* **TASK 1**: In the Beirut explosion passage, recast the paragraph beginning "Much of the port was totally destroyed" as a short bulleted list of the damage it reports.
* **TASK 2**: Translate this sentence from the Beirut explosion passage into Spanish: "Lebanon's government stepped down Monday in the wake of the explosion."
* **TASK 3**: Carry on the Beirut explosion passage, picking up after its final sentence.

* **READING PASSAGE**:
____________
The insured loss arising from the explosion in Beirut, Lebanon, will hit multiple lines of insurance and is a reminder of the risks posed by hazardous materials in the supply chain, marine experts say.

The tragedy will also add impetus to rate increases in an already-hardening marine market, several sources say.

While it is too soon to know how much the loss will ultimately cost insurers, marine, property, business interruption, contingent business interruption, hospitality and personal insurance lines will all be impacted, they say.

More than 2,700 tons of ammonium nitrate stored in a warehouse in the port of Beirut was reported as the likely cause of the massive blast last Tuesday that left more than 160 dead, thousands injured, and resulted in widespread property damage.

Lebanon’s government stepped down Monday in the wake of the explosion.

So far, Hannover Re, Munich Re and Liberty Mutual have reported that they expect to see claims from the event.

Citing substantial uncertainty in its estimate, reinsurance broker Guy Carpenter & Co. LLC put the total combined hull, cargo and port facility insured losses at within $250 million in a report Friday.

Ryan O’Connor, New York-based North American regional head for ocean cargo at Allianz Global Corporate & Specialty, a unit of Allianz SE, said the insurer expects “limited impact” based on its initial investigations of its portfolio and accounts.

However, the loss might have an “oversized impact on the hardening of rates” because of insurer concerns on port exposures around the world and in the U.S., Mr. O’Connor said.

The marine market has experienced “large losses” in the past five years due to many different natural catastrophes and other events, said Brad Eldridge, vice president of Falvey Cargo Underwriting, part of Falvey Insurance Group, based in North Kingstown, Rhode Island.

For marine cargo business, this event will “add to that in an already hardened market and will prolong it depending on the final number. Rates will increase,” Mr. Eldridge said.

Much of the port was totally destroyed, grain silos partially collapsed, warehouses totally collapsed and ships were overturned in the blast, Guy Carpenter said in its report.

Damage to the urban area adjacent to the port has also been severe, the reinsurance broker said.
____________
[Stored data entries]
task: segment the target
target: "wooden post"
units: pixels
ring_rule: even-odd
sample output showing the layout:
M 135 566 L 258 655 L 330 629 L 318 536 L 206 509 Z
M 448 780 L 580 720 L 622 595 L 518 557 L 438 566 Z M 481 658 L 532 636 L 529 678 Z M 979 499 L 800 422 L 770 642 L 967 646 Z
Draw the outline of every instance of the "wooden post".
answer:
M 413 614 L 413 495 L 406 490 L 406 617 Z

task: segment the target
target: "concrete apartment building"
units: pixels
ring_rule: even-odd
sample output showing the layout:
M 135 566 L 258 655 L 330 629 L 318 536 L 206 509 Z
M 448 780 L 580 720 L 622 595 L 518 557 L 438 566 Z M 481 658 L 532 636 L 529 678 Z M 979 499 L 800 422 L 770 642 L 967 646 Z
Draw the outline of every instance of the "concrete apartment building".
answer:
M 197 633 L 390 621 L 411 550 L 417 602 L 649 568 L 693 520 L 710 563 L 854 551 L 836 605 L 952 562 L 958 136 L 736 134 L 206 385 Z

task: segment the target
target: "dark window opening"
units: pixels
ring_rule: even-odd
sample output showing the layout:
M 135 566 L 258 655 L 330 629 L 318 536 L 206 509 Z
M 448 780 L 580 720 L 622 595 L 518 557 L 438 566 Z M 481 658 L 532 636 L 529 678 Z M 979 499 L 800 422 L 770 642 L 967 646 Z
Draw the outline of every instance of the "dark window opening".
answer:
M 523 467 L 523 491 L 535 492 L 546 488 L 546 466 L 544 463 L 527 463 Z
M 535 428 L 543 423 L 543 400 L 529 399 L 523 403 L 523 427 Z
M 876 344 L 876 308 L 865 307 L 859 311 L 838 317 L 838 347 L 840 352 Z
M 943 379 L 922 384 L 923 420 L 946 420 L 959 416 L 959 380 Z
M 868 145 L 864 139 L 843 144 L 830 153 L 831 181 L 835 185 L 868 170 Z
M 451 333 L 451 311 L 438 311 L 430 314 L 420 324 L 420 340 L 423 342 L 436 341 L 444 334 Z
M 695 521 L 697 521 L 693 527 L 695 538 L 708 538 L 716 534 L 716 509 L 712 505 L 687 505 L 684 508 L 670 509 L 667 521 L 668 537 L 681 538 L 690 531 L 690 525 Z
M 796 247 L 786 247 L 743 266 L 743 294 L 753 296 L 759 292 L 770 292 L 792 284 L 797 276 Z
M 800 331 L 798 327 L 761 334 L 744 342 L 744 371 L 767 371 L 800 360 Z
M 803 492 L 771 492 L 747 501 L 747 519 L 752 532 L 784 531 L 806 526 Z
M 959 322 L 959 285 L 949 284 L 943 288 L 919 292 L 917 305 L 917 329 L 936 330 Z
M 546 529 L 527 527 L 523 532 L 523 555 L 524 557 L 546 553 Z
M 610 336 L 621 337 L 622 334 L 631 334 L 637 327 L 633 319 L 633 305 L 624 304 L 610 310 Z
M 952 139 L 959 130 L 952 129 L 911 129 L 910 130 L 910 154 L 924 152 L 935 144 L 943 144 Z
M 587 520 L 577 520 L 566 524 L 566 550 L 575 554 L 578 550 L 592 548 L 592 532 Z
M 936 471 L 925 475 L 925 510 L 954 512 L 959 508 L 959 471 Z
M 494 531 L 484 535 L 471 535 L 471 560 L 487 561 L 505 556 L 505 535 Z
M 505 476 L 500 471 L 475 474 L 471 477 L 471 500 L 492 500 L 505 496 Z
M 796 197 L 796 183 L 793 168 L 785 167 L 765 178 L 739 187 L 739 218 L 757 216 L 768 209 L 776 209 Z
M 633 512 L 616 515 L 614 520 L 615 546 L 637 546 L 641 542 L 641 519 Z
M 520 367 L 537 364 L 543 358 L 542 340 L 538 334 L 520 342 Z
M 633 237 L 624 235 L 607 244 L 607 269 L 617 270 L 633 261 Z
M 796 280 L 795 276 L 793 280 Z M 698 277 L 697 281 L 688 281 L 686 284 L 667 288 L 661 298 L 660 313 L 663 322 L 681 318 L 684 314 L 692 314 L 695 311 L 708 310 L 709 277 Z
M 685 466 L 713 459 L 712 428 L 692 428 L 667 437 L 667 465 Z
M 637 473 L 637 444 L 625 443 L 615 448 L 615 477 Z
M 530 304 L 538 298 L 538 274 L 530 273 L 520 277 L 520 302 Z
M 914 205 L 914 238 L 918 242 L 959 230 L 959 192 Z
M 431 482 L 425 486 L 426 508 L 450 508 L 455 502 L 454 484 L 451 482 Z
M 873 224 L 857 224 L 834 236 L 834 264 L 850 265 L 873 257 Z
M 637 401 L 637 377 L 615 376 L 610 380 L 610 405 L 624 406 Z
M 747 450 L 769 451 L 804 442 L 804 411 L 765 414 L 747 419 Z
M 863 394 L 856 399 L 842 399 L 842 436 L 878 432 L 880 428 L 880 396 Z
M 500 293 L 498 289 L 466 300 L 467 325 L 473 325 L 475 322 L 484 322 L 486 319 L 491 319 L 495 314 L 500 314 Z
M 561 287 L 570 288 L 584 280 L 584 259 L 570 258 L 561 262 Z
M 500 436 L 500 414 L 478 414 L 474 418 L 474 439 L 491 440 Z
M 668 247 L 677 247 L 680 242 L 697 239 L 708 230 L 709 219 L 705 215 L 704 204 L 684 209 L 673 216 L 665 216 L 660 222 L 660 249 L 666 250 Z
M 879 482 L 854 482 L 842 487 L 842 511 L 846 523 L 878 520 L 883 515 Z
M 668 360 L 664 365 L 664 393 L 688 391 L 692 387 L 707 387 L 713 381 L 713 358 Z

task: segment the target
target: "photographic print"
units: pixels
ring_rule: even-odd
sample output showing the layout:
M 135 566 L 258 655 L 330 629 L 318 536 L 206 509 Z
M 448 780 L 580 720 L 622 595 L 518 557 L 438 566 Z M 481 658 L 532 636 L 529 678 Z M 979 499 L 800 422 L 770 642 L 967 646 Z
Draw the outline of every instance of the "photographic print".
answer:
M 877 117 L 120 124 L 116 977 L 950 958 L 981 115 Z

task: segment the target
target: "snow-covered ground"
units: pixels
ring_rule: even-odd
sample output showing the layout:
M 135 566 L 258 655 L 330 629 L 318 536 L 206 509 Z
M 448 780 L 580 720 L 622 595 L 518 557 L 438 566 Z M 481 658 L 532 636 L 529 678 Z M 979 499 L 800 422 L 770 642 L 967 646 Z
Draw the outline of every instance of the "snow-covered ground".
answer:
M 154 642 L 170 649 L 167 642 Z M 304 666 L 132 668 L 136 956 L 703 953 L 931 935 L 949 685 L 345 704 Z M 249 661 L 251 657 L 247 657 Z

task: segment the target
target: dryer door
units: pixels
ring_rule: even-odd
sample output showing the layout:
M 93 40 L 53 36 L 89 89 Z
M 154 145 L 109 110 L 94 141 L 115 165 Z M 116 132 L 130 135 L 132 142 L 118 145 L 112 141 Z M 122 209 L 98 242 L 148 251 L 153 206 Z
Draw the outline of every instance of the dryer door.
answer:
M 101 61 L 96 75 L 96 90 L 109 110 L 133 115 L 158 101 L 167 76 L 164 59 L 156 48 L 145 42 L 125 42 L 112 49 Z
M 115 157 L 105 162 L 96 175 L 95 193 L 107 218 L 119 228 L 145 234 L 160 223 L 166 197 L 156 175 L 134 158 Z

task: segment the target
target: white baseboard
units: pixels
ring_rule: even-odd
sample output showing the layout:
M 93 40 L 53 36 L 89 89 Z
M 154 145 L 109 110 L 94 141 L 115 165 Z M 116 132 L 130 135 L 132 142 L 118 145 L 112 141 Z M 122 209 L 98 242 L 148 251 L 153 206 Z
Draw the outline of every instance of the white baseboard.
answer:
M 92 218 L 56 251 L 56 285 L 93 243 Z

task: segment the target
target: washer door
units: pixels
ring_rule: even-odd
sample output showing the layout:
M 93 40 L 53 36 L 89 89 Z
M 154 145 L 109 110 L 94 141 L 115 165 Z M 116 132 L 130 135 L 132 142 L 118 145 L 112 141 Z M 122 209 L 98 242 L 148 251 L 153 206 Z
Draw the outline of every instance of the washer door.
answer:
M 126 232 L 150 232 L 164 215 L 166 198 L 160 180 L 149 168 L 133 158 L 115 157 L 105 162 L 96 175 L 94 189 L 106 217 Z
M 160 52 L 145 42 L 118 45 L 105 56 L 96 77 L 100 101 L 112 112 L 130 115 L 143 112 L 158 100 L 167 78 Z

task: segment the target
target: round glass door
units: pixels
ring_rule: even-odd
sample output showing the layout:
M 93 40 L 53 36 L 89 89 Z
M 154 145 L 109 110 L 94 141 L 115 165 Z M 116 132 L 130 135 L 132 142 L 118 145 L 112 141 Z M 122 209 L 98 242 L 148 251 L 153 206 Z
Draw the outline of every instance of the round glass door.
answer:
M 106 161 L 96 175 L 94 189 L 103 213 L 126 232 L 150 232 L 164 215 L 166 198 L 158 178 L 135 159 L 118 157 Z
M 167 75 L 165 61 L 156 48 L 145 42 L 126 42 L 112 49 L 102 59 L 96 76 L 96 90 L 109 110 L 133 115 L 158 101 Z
____________
* **EXPECTED OUTPUT 1**:
Damage reported by Guy Carpenter:
- Much of the port totally destroyed
- Grain silos partially collapsed
- Warehouses totally collapsed
- Ships overturned in the blast

* **EXPECTED OUTPUT 2**: El gobierno del Líbano dimitió el lunes tras la explosión.

* **EXPECTED OUTPUT 3**:
The Beirut explosion is “a reminder” that things can happen in port, and insurers should be aware that port risk and cargo accumulation is still a “major factor,” said Lars Gustafson, New York-based managing director of Arthur J. Gallagher & Co.’s marine practice.

The Tianjin port explosion in 2015, which resulted in a $4 billion loss, was a “true wakeup call” for the industry that caused insurers to factor in “a bigger margin for these catastrophe events,” Mr. Gustafson said.

Tianjin triggered a lot of change and focused insurers on a different way of underwriting, he said, adding that he did not expect the Beirut loss to be as big.

This is not just a shipping or a vessel issue, said Andrew Kinsey, New York-based senior risk consultant, marine for Allianz.

The event is “a reminder that it’s a supply chain issue. All stakeholders have to be engaged in this,” Captain Kinsey said.

Misdeclared and improperly stowed hazardous cargoes are a root cause of fires, he said.

In the case of abandoned vessels, and “now with additional pressures in a COVID-19 environment, we’re going to see more of this,” Captain Kinsey said.

He cited the example of FSO Safer, an abandoned floating storage vessel moored in the Red Sea off Yemen that is laden with more than one million barrels of crude oil that the United Nations has said is at risk of rupturing or exploding.

During second-quarter earnings calls with analysts last week, Hannover Re said it would likely see a “major loss” from the Beirut event, while Munich Re also said it expected large claims.

Liberty Mutual said it would see a loss in the range of $25 million to $50 million, based on initial indications, but that this estimate could change.